• **Challenge**: Return every line below verbatim, character for character, with nothing added or removed.

——

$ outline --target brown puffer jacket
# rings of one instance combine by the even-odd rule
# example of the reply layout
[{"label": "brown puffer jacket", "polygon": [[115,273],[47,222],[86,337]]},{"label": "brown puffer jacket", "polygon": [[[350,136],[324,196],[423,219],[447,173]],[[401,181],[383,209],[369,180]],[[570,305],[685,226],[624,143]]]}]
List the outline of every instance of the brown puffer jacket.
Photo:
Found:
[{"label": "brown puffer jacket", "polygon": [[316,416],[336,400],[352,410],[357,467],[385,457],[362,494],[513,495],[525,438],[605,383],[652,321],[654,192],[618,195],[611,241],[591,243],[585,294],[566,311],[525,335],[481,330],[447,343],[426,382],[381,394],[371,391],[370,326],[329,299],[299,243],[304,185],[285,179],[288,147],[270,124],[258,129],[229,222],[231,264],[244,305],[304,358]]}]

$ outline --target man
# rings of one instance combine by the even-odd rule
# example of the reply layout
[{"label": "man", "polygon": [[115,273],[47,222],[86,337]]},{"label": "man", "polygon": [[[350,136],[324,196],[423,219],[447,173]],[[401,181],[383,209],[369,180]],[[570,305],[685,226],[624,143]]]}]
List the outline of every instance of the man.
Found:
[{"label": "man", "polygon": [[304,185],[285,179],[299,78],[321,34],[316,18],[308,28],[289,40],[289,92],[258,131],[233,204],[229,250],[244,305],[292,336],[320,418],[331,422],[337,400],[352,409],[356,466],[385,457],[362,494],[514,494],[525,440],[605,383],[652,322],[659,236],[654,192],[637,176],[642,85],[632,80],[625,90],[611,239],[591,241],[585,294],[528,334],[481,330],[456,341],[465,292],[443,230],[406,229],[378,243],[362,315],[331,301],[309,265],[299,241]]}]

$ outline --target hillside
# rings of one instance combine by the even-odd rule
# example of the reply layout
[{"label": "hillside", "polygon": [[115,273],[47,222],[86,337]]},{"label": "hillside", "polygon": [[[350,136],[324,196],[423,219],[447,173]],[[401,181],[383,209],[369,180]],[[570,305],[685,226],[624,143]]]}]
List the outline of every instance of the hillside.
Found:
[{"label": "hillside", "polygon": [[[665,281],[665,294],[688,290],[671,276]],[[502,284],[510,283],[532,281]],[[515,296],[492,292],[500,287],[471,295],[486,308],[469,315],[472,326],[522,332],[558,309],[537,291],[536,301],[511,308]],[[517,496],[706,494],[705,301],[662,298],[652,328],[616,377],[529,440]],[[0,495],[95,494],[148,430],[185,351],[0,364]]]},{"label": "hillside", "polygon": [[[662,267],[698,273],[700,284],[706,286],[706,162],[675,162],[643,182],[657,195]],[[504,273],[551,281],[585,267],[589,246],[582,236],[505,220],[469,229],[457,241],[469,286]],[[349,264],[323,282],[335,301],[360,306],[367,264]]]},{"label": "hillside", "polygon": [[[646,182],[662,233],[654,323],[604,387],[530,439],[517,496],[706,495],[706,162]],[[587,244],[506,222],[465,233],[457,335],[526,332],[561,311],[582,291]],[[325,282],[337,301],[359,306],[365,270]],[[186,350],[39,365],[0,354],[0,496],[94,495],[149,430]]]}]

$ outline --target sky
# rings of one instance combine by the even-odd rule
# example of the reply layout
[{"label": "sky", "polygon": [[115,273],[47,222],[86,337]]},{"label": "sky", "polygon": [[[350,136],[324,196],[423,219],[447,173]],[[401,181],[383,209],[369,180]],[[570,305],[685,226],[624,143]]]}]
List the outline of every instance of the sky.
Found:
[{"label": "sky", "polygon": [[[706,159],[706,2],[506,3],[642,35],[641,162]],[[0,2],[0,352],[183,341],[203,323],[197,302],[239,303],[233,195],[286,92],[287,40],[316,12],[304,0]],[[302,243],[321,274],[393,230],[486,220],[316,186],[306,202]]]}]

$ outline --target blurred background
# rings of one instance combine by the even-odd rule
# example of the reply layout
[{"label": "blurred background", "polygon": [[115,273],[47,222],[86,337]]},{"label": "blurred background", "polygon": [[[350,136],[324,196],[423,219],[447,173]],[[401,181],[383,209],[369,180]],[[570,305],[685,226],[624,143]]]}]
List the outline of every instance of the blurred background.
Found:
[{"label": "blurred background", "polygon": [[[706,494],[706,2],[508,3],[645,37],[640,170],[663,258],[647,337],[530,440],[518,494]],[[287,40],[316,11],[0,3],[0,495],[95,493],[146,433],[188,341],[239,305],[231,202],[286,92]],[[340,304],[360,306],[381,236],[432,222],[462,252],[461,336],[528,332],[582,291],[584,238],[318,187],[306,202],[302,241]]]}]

——

• **Solved exercise**:
$ outline --target brown puffer jacket
# rings of one instance combine by the even-odd rule
# example of the reply layout
[{"label": "brown puffer jacket", "polygon": [[115,273],[47,222],[86,337]]},{"label": "brown puffer jacket", "polygon": [[[350,136],[324,196],[423,219],[447,173]],[[401,181],[383,209],[369,180]],[[570,305],[685,226],[624,143]]]}]
List the outline of every instance of the brown puffer jacket.
Photo:
Found:
[{"label": "brown puffer jacket", "polygon": [[316,416],[336,400],[352,410],[357,467],[385,457],[362,494],[513,495],[525,438],[605,383],[652,321],[654,192],[618,195],[611,241],[591,243],[585,294],[566,311],[525,335],[481,330],[447,343],[426,382],[381,394],[371,391],[370,326],[329,299],[299,243],[304,185],[285,179],[288,147],[270,124],[258,129],[229,222],[231,264],[244,305],[304,358]]}]

$ outline --target man
# rings of one instance combine by the even-odd rule
# example of the reply layout
[{"label": "man", "polygon": [[115,273],[47,222],[86,337]]},{"label": "man", "polygon": [[[350,136],[324,196],[423,219],[447,173]],[[401,181],[383,209],[369,180]],[[570,305],[685,226],[624,143]]]}]
List the outline of every instance of the man.
Found:
[{"label": "man", "polygon": [[304,185],[285,179],[299,78],[321,34],[316,18],[308,28],[289,40],[289,92],[258,131],[233,204],[229,250],[244,305],[292,336],[320,418],[331,422],[337,400],[352,409],[356,466],[385,457],[362,494],[514,494],[525,440],[605,383],[652,322],[659,236],[654,192],[637,176],[642,85],[632,80],[625,90],[611,239],[591,241],[585,294],[528,334],[481,330],[456,341],[465,292],[443,230],[406,229],[378,243],[362,315],[331,301],[309,265],[299,241]]}]

$ outline --target hillside
# rings of one instance combine by the even-odd rule
# example of the reply layout
[{"label": "hillside", "polygon": [[115,273],[47,222],[86,337]]},{"label": "hillside", "polygon": [[[350,136],[324,196],[423,219],[447,173]],[[401,181],[383,209],[369,180]],[[570,305],[685,226],[624,143]]]}]
List the outline of every instance of the hillside.
Found:
[{"label": "hillside", "polygon": [[[665,281],[665,294],[688,290],[671,276]],[[502,284],[510,283],[532,281]],[[515,296],[492,292],[500,287],[471,295],[486,308],[469,315],[472,326],[522,332],[558,309],[537,291],[536,301],[511,308]],[[517,496],[706,494],[705,301],[662,298],[652,328],[616,377],[529,440]],[[0,495],[95,494],[148,430],[185,351],[0,364]]]},{"label": "hillside", "polygon": [[[662,267],[698,273],[700,284],[706,286],[706,162],[675,162],[643,182],[657,195]],[[504,273],[551,281],[585,267],[589,246],[582,236],[505,220],[469,229],[457,241],[469,286]],[[349,264],[323,282],[335,301],[360,306],[367,264]]]},{"label": "hillside", "polygon": [[[646,182],[662,233],[654,323],[604,387],[530,439],[517,496],[706,495],[706,162]],[[587,244],[506,222],[465,233],[457,335],[526,332],[561,311],[582,291]],[[325,282],[337,301],[359,306],[365,270]],[[186,350],[39,365],[0,354],[0,496],[94,495],[149,430]]]}]

$ outline --target sky
# rings of one instance combine by the even-odd rule
# example of the reply layout
[{"label": "sky", "polygon": [[115,273],[47,222],[86,337]]},{"label": "sky", "polygon": [[[350,136],[324,196],[423,219],[447,173]],[[401,181],[383,209],[369,180]],[[570,305],[685,226],[624,143]]]}]
List the outline of every instance of the sky.
Found:
[{"label": "sky", "polygon": [[[706,159],[706,2],[506,3],[642,35],[641,162]],[[0,2],[0,352],[183,341],[203,323],[197,302],[239,303],[233,195],[286,92],[287,40],[316,12],[304,0]],[[302,243],[321,274],[393,230],[486,220],[316,186],[306,202]]]}]

$ outline --target blurred background
# rings of one instance combine by the even-odd rule
# example of the reply layout
[{"label": "blurred background", "polygon": [[115,273],[47,222],[86,337]]},{"label": "blurred background", "polygon": [[[350,136],[324,196],[423,219],[447,173]],[[401,181],[383,209],[369,180]],[[570,305],[685,226],[624,143]]]}]
List the outline of every instance of the blurred background.
Found:
[{"label": "blurred background", "polygon": [[[706,494],[706,2],[508,3],[645,37],[640,170],[663,258],[647,337],[530,440],[518,494]],[[287,40],[316,11],[0,3],[0,495],[95,493],[146,433],[188,341],[239,305],[231,202],[286,92]],[[340,304],[360,306],[381,236],[432,222],[462,252],[461,336],[528,332],[582,291],[584,238],[318,187],[306,202],[302,241]]]}]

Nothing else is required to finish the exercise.